Given text:
-- START --
You're encoding the game state as a giant switch statement. This is not the
best approach. The size of your code will increase exponentially with the
complexity of the game. The only reason it works at all is because tic-tac-toe
is very simple. You should read up on representing this as a game tree:

<http://en.wikipedia.org/wiki/Game_tree>
<http://en.wikipedia.org/wiki/Extensive-form_game>

Here was my first run, pretty much randomly choosing boxes:

    
    
        Enter H or T to decide if you will go first:h
        Enter 'X' or 'O' to select the shape that you want to use:x
        #### Initial Game Board State
        [-1, -1, -1]
        [-1, -1, -1]
        [-1, -1, -1]
        Enter the slot(location) where you want to place your shape:(available slots are :'0', '1', '2', '3', '4', '5', '6', '7', '8'):1
        you have chosen to place an 'X' at 1.
        #### Game Board State After Move By:player
        [-1, 'X', -1]
        [-1, -1, -1]
        [-1, -1, -1]
        cpu has chosen to place an 'O' at 2.
        #### Game Board State After Move By:cpu
        [-1, 'X', 'O']
        [-1, -1, -1]
        [-1, -1, -1]
        Enter the slot(location) where you want to place your shape:(available slots are :'0', '3', '4', '5', '6', '7', '8'):2
        Enter the slot(location) where you want to place your shape:(available slots are :'0', '3', '4', '5', '6', '7', '8'):3
        you have chosen to place an 'X' at 3.
        #### Game Board State After Move By:player
        [-1, 'X', 'O']
        ['X', -1, -1]
        [-1, -1, -1]
        cpu has chosen to place an 'O' at 6.
        #### Game Board State After Move By:cpu
        [-1, 'X', 'O']
        ['X', -1, -1]
        ['O', -1, -1]
        Enter the slot(location) where you want to place your shape:(available slots are :'0', '4', '5', '7', '8'):4
        you have chosen to place an 'X' at 4.
-- END --
Data excerpt:
-- START --
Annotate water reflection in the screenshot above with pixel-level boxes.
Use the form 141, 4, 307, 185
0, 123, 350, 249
-- END --
Request:
Translate this sentence from the tic-tac-toe reply into German: "The size of your code will increase exponentially with the complexity of the game." Rely on the tic-tac-toe reply alone, not the material.

Output for this exercise:
Die Größe deines Codes wird mit der Komplexität des Spiels exponentiell zunehmen.